Binary search trees (commonly abbreviated BST's) are binary trees with a special property that is probably best explained with a picture:

                  42
		/    \
	       /      \
	      36       54
	     /  \     /  \
	    12  38   48  99
	   /        /      \
          4        45      128

(assume the leaf nodes have NULL for children; they are omited to keep
the drawing clean)
Notice that all of the nodes to the right of 42 are greater than 42, while all of the nodes to the left of 42 are less than 42. In general, all of the nodes to the left of a given node are "bigger", while all nodes to the right of a given node are "smaller". Note that it would still be a BST if the nodes were sorted differently - for instance, if the larger nodes were to the left and the smaller nodes were to the right. However, for this class let's just say that "bigger" values will always go to the right. So what would this tree look like in our Scheme notation?
the root of the tree is at address 101
((101 (42 (102 103)))
 (102 (36 (104 105)))
 (103 (54 (106 107)))
 (104 (12 (108 0)))
 (105 (38 (0 0)))
 (106 (48 (109 0)))
 (107 (99 (0 110)))
 (108 (4 (0 0)))
 (109 (45 (0 0)))
 (110 (128 (0 0))))
We'll call this tree BSTREE in the examples that follow.

So why is this property so special? Let's say that you wanted to know if the value '137' is in the tree above. If this were just a plain binary tree, then you'd have to check all ten nodes for the value, but since it's a BST, you can do much less work. First you check the root node: 42, then since 137 is greater than 42 you move to its right child: 54. Continue like this to 99, then 128. Since 128 doesn't have any children, and since this is a BST, you know that the value you're looking for isn't in the tree. You only had to check a small portion of the tree instead of the whole thing. Neat, eh? While this may not seem so interesting on a small tree like the example above, consider really massive trees (like maybe a tree containing the Social Security database) and you'll see that you can really save some time with a BST.

Problem 11
10 points

The pirates want to pick only the largest coconuts. Since this island has coconuts growing on BST's, and since no pirate in his right mind likes doing more work than he has to, then it makes sense to exploit the BST's to go straight to the largest coconuts. Write a function called get-largest which will take in the head address of the tree and the list representation of the BST and will return the value of the largest element in the tree.

> (get-largest 101 BSTREE)
128

Problem 12
25 points

Now that you can easily get the largest coconut from each tree, Robert the Gashing has a realitization: "We're spending a lot of time climbing trees, but we're only getting the one largest coconut from each. What if we took several of the largest coconuts from each tree? That way we could climb fewer trees and I can get onto more important things... like working on my tan." Give our pal Robert a hand by writing a function called sum-largest that will take in the address of the head node, the list representation of the tree and a positive integer (let's call that integer k) and return the sum of the k largest coconuts in the tree. For example:

> (sum-largest 101 BSTREE 2)

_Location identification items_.

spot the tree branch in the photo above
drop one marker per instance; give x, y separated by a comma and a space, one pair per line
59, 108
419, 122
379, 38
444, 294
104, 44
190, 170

_What you need to do_. In the binary search tree text, which node values are checked, in order, when the example tree is searched for the value 137? List them all. Rely only on the binary search tree text.

_Reply_. 42, 54, 99, 128